▶ Document segment:
Twilio Is The IPO You’ve Been Looking For

Courtesy of Twilio

Twilio is an unprofitable cloud software company that has been valued at more than $1 billion by venture capitalists. Today the San Francisco-based company filed for an initial public offering. It’s about damn time.

To be clear, I have no idea if going public in 2016 is actually the right move for Twilio. Nor do I have any sense of whether its stock will go up, down or sideways. If you want someone to analyze Twilio’s growth prospects within the enterprise software world ― or API space, more specifically ― please look elsewhere.

For me, at this moment in time, Twilio is more about what it can do for others than what it can do for itself.

Tech startups have been staying private longer for a while but, even as of this time last year, it wasn’t terribly unusual to see a company like Twilio hit the public markets. Last year, for example, saw IPOs from Box (BOX), Pure Storage (PSTG), Shopify (SHOP) and Square (SQ).

▶ Data section:
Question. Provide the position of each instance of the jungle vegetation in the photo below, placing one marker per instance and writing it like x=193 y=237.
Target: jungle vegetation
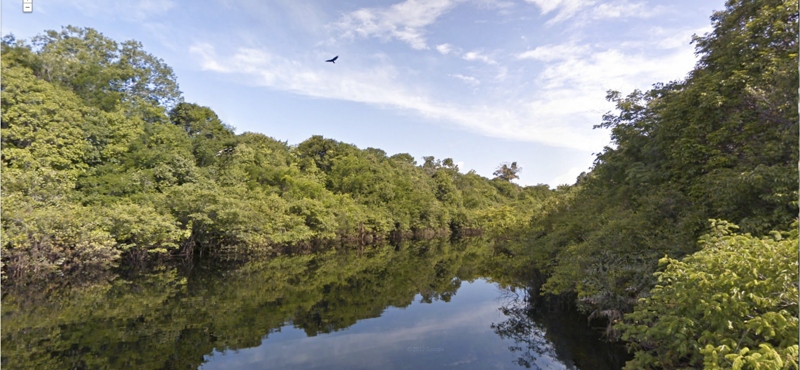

▶ Work request 1:
Answer these questions from the article on Twilio's IPO, one line each:
(a) In which city is Twilio based?
(b) At how much have venture capitalists valued Twilio?
(c) Which companies does the article name as having gone public last year?
▶ Work request 2:
For each statement, say whether it agrees with the article on Twilio's IPO, and quote the words that decide it:
(a) Twilio is a profitable company.
(b) The writer analyzes Twilio's growth prospects.
(c) Square held an IPO last year.
▶ Work request 3:
Go on with the article on Twilio's IPO, starting after its last sentence.

▶ Written response 1:
(a) San Francisco
(b) More than $1 billion
(c) Box, Pure Storage, Shopify and Square

▶ Written response 2:
(a) No: "Twilio is an unprofitable cloud software company"
(b) No: "If you want someone to analyze Twilio’s growth prospects within the enterprise software world ― or API space, more specifically ― please look elsewhere."
(c) Yes: "Last year, for example, saw IPOs from Box (BOX), Pure Storage (PSTG), Shopify (SHOP) and Square (SQ)."

▶ Written response 3:
2016, however, has been a wasteland. Not a single “unicorn” has gone public yet, nor has one even filed for an IPO. The closest we got was Massachusetts-based Acacia Communication, which never was valued at even $200 million by its VCs (i.e., it’s an outlier).

And while some in Silicon Valley have blamed public market volatility, that hasn’t stopped biotech-focused venture capitalists from getting a bunch of their companies public. Ditto for private equity investors. In fact, within the past 24 hours, there have been successful IPOs for a VC-backed drug startup (Reata Pharma), a food distribution giant with tons of debt (US Food), a profitable enterprise software company (Cotiviti Holdings) and a private equity-backed building materials company (Gypsum Management and Supply). Moreover, U.S. IPOs have actually outperformed the S&P 500 over the past three months, per Renaissance Capital.

If Twilio manages to price and doesn’t collapse in the early aftermarket, it could serve as the dam-breaker that other, less courageous unicorns have been waiting for. Or, as IPO consultant Lise Buyer explained it back in March: “There are certainly double-digit numbers of companies working on S-1’s, but bankers do a very good job of scaring people until waiting to go public until after someone else succeeds with one.”